State how many lines of the entries hold the string "form", and output nothing but that count.

──────── Study material

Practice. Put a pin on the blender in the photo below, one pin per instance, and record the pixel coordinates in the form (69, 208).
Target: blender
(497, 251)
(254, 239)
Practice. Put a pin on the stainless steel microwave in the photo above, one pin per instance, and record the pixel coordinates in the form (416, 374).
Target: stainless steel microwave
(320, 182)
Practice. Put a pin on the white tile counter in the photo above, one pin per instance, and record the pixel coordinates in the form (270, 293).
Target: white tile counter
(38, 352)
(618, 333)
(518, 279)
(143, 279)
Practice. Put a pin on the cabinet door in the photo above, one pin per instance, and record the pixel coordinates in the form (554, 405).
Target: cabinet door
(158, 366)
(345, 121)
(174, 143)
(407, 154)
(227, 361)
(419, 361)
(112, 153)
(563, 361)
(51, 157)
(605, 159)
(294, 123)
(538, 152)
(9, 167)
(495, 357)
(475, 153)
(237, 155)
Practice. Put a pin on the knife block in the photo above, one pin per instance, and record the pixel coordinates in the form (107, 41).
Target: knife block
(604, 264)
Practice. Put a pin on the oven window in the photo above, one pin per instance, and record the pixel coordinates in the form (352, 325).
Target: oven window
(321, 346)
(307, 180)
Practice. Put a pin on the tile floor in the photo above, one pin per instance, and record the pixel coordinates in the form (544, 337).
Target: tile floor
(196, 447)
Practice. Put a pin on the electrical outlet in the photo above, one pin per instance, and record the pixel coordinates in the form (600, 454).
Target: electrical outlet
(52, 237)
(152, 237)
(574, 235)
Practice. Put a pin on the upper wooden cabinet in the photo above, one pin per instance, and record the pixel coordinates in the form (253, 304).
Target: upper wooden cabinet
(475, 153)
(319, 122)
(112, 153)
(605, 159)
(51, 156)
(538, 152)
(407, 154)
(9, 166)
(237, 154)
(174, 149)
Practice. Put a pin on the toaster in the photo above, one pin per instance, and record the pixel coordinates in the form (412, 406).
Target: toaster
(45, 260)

────────────────

Solution: 10